== Record excerpts
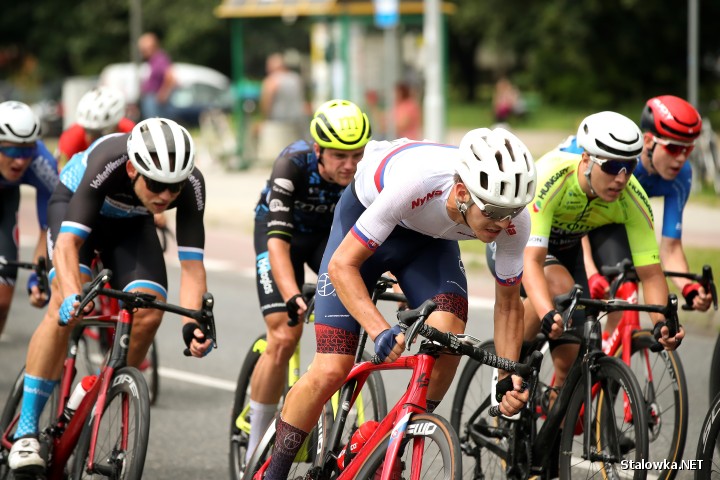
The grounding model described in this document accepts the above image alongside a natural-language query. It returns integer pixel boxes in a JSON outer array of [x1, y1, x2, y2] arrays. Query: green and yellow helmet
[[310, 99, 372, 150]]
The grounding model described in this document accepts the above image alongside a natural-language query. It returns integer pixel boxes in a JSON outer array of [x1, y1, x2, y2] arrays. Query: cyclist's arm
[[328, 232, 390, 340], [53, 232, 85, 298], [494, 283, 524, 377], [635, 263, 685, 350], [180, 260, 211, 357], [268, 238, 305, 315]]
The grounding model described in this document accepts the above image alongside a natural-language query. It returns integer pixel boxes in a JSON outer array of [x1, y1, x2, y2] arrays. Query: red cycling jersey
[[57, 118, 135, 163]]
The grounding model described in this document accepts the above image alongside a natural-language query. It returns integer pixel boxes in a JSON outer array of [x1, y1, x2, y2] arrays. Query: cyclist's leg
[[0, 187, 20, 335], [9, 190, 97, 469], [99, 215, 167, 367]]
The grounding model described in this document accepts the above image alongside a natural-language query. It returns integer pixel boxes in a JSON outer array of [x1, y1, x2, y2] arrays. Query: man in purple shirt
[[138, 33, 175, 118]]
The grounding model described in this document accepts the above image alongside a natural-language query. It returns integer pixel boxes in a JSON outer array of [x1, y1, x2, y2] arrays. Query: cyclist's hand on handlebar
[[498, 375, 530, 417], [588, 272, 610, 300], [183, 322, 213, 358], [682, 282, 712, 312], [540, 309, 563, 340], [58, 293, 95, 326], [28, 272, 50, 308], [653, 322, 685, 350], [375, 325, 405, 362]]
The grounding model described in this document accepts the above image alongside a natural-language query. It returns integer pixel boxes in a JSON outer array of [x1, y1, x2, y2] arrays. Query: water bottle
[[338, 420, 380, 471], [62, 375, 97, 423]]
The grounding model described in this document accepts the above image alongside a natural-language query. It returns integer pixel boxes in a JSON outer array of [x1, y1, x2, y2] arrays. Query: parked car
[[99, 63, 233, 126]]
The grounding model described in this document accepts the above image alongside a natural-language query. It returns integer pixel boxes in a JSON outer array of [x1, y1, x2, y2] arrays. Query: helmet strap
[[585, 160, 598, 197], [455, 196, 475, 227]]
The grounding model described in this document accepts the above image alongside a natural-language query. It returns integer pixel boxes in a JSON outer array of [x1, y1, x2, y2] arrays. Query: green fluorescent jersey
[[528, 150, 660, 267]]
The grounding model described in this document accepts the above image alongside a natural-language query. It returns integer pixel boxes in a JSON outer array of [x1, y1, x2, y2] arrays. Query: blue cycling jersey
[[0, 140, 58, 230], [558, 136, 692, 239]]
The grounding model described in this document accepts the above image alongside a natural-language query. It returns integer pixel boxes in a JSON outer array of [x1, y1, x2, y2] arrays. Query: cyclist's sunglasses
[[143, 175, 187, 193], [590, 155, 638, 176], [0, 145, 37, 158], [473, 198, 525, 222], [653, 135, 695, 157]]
====
== Record excerpts
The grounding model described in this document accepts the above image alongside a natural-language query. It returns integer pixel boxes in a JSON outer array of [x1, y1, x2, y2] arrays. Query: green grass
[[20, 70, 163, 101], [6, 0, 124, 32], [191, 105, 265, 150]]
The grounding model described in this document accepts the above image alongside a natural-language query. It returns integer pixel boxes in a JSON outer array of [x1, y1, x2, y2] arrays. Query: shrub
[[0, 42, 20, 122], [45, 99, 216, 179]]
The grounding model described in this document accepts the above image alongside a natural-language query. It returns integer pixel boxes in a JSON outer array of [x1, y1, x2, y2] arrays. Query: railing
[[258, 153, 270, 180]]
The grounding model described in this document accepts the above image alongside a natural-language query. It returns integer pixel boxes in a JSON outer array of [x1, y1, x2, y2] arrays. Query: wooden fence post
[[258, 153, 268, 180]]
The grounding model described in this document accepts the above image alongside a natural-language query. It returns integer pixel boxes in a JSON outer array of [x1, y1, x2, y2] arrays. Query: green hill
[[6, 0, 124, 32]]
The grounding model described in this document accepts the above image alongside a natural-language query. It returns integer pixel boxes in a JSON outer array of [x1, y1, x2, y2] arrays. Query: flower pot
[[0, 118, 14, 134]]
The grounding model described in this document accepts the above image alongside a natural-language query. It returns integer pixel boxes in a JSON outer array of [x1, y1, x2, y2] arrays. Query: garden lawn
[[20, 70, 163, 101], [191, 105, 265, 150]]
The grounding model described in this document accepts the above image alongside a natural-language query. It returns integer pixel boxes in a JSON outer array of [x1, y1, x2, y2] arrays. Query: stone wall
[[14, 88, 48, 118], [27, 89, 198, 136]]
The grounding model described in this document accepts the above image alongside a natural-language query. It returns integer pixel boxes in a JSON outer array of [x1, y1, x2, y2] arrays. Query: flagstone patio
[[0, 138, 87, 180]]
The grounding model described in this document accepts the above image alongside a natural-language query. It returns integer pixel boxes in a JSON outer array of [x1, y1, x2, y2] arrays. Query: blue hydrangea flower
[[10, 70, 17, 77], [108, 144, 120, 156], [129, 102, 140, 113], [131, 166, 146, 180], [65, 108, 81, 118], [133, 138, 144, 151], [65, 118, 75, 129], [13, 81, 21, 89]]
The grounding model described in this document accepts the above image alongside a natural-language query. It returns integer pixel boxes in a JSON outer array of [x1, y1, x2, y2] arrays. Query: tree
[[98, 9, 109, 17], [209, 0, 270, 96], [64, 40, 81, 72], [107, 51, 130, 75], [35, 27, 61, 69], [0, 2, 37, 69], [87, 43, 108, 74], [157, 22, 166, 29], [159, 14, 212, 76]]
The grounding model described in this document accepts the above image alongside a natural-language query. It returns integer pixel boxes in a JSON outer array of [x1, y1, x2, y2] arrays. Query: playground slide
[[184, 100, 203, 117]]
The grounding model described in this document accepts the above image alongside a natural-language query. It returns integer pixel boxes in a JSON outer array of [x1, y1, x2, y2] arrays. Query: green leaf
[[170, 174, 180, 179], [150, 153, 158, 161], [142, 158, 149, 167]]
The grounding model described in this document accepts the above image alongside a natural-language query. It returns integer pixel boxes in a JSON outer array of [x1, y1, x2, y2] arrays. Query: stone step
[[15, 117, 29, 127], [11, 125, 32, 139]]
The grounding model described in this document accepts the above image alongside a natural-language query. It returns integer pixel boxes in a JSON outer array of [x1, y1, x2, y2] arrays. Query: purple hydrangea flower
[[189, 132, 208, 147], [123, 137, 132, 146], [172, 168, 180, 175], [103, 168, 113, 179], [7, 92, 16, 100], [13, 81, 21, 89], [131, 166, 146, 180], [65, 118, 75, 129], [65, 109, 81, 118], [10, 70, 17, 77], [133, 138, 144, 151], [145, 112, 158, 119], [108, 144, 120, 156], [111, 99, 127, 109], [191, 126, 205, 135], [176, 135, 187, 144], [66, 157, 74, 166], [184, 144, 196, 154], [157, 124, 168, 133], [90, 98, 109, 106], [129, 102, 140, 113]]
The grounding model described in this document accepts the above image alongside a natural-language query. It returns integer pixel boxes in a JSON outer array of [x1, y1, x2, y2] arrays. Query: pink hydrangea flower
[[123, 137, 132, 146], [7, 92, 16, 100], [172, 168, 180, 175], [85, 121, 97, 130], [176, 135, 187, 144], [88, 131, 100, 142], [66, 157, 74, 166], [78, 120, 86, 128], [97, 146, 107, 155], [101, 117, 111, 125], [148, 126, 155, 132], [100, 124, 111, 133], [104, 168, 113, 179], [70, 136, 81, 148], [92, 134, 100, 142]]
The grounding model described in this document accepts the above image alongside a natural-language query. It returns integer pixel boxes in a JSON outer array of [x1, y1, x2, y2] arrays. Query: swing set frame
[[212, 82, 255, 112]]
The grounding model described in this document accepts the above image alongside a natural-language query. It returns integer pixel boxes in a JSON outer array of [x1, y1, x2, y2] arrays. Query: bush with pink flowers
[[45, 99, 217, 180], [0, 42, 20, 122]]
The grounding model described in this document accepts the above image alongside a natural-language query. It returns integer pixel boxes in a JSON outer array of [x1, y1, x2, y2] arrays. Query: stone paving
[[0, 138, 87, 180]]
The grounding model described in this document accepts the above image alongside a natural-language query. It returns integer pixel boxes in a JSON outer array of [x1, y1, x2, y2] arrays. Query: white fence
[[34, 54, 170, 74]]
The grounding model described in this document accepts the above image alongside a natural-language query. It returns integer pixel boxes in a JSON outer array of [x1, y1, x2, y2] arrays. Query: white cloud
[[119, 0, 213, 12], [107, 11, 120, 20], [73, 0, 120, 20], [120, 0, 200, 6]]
====
== Record excerpts
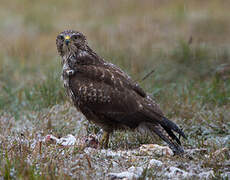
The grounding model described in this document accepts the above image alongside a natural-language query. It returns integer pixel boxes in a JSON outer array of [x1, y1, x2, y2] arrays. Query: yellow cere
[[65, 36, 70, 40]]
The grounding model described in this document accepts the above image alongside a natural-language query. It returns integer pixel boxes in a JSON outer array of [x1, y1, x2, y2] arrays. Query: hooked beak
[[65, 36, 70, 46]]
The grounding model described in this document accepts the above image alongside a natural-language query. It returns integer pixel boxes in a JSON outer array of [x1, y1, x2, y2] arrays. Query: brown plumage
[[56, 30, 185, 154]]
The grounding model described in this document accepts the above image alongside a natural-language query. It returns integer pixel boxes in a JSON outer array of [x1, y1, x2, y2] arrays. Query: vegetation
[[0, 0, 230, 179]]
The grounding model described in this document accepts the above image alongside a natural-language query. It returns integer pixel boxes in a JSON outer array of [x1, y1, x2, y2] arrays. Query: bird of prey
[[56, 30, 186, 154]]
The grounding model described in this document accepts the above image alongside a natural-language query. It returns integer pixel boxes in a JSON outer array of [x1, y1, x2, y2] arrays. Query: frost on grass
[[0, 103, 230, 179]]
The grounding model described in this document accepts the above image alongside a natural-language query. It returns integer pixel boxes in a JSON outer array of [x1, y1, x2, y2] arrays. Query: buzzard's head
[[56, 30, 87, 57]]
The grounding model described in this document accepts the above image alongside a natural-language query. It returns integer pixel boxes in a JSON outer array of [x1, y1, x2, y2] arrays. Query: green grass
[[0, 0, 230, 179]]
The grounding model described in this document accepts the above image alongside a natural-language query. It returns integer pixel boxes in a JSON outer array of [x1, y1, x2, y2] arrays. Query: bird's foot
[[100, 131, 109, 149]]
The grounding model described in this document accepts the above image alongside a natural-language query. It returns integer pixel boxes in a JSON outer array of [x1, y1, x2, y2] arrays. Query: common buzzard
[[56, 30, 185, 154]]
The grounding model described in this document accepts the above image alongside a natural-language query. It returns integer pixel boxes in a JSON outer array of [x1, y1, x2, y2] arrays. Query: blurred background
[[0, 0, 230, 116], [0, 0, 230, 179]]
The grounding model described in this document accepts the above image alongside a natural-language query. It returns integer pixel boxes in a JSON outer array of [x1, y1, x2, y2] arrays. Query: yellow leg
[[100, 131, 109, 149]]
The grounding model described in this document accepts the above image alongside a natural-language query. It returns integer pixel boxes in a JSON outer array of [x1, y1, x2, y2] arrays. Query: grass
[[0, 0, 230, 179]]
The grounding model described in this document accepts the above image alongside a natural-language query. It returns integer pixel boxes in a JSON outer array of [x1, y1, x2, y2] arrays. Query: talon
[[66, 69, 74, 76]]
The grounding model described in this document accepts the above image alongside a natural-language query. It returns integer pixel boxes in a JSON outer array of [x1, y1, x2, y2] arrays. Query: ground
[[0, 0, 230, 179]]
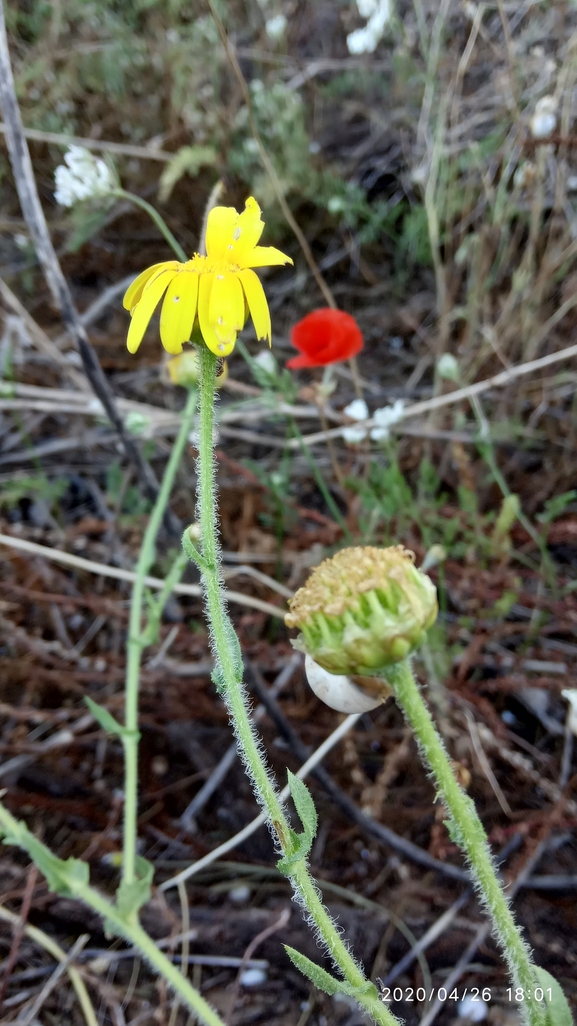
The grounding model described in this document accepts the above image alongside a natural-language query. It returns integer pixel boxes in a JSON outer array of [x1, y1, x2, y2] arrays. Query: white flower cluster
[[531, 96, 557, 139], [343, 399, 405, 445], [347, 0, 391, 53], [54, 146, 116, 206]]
====
Problem to solve:
Copy the lines of the records starting at the line that contains "Query: blurred background" and ending at the line that contains "[[0, 0, 230, 116], [0, 0, 230, 179]]", including both of those lines, and reproduce them without any change.

Exercise output:
The grounding model described in this document accepts the above image alongside a natural-language query. It returns integer pixel boxes in a JSON outer array of [x1, y1, x2, y2] arrays. Query: blurred background
[[0, 0, 230, 116], [0, 0, 230, 179]]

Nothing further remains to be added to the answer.